Format the part that opens with the line containing "written like (189,214)." and runs through the last row as a JSON list of strings, one string per line, with blank lines omitted.
........
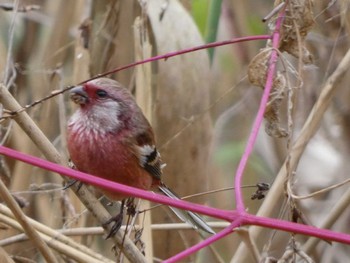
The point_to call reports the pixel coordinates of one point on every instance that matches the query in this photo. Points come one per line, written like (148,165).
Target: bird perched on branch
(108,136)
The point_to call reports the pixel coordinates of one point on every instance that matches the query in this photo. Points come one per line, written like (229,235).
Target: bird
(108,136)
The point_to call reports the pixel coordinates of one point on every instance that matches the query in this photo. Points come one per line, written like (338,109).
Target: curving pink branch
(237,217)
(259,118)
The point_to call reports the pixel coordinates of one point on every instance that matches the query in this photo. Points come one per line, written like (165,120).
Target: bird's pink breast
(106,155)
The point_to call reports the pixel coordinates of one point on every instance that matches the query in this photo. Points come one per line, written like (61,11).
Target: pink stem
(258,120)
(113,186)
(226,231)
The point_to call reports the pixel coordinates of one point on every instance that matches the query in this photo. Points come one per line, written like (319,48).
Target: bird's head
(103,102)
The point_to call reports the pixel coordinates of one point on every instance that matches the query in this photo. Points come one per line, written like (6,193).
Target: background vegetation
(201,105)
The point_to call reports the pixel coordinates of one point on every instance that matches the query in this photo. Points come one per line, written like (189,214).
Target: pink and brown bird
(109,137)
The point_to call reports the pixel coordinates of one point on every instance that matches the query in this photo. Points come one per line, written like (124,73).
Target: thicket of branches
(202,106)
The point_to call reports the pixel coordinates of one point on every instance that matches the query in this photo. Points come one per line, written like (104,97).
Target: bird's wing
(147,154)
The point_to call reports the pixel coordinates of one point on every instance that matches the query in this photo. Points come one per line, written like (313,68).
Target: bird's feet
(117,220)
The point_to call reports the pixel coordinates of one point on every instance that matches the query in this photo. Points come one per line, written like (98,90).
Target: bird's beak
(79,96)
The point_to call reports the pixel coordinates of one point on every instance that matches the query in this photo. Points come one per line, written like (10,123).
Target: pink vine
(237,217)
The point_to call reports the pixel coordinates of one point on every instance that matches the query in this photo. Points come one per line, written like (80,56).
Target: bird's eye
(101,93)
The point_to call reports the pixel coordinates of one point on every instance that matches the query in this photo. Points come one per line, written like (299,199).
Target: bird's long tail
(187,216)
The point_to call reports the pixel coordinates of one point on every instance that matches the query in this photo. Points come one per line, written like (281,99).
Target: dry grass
........
> **Output for this task**
[
  "The point_to call reports the pixel coordinates of one point on every instance that matches the query in this photo. Points come one per line, written like (189,214).",
  "Target: pink and brown bird",
  "(109,137)",
  "The point_to call reports the pixel coordinates of one point on every instance that matches the query in this photo. Points come one per line, written like (124,73).",
  "Target: thicket of branches",
  "(202,106)",
  "The point_to call reports the pixel coordinates of one point on every instance that matches the query in this photo. Points come one per line, written like (104,97).",
  "Target: bird's wing",
  "(147,154)",
  "The point_to call reports the pixel coordinates of one point on every instance that matches the query in this photo. Points come one per line, written like (313,68).",
  "Target: bird's feet",
  "(117,220)",
  "The point_to call reports the pixel coordinates of one point on every instance that matches the query in this photo. Points come one per line, written like (98,90).",
  "Target: bird's beak",
  "(79,96)",
  "The point_to call reports the pixel coordinates of one point on every instance that matches the query in this photo. Points come one per line, written like (10,123).",
  "Target: pink vine",
  "(237,217)",
  "The point_to call reports the pixel coordinates of one point on every instance that matches the query in this photo. Points come one per line, written like (80,56).",
  "Target: bird's eye",
  "(101,93)",
  "The point_to call reports the pixel coordinates of one point on every instance that matches the query in this photo. Points come one per line, written like (299,199).",
  "Target: bird's long tail",
  "(187,216)",
  "The point_to call reports the pixel coordinates of one point on every instance that matches the query in this photo. Points come one per line, written like (281,99).",
  "Target: dry grass"
]